◆ Task brief ◆
Each of the records that follow needs an exact reproduction.

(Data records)
* * *
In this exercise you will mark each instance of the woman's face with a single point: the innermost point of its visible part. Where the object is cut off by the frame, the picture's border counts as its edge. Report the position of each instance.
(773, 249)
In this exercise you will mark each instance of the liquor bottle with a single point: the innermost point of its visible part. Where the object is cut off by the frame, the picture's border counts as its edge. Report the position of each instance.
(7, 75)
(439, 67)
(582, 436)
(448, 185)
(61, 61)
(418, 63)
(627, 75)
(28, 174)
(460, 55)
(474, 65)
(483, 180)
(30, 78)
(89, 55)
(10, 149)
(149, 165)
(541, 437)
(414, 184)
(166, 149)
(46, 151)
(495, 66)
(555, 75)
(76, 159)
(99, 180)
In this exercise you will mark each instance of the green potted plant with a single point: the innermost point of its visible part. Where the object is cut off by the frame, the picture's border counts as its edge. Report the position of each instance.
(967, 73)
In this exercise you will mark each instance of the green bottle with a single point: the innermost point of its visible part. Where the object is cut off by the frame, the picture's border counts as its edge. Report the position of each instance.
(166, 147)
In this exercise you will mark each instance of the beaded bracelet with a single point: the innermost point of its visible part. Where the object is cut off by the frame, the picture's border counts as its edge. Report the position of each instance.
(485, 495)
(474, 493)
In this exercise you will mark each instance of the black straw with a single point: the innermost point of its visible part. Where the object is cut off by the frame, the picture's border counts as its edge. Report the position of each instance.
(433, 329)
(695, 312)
* * *
◆ Solution to this problem ◆
In this exercise you will mark each instance of the woman's face with a single point: the innermost point of its visible part. Where the object is cut off by the frame, the picture's border counts as its edge. Report the position of each instance.
(773, 249)
In this exercise you will mark each instance of the liquor bottle with a single point: the innermost point of its visible part. Where the object is cut off by the frame, the picture's border counts as its edge. Report the position of each instance.
(7, 75)
(439, 67)
(582, 436)
(448, 185)
(61, 61)
(418, 63)
(627, 75)
(28, 174)
(460, 55)
(474, 65)
(483, 180)
(30, 78)
(89, 55)
(10, 149)
(149, 165)
(541, 437)
(414, 184)
(166, 149)
(46, 151)
(495, 66)
(555, 75)
(76, 159)
(99, 180)
In this exercise you will mark each instance of the green potted plant with a single point: the innermost point of its visible part. Where the object is cut off by the frame, the picture's border counts as its edge. Report the position of each instance.
(967, 73)
In this exercise you will mark each instance of the green bottle with a single point: the innermost point of its visible part. Where the object is cut off by the frame, the picture's border counts as its edge. Report the position of each instance.
(166, 147)
In this exercise you will mark each instance of the beaded bracelet with a single point: the innermost point of its visible part. Where the object is cut off by the frame, the picture's border counts as its edge. Report the position of each instance.
(485, 495)
(474, 493)
In this exercise you will mark each instance of the black straw with a single point: the innermost point of its visible part. Where the object is cut off by the frame, the picture's border counts as its edge. Report the position of each instance.
(433, 329)
(695, 312)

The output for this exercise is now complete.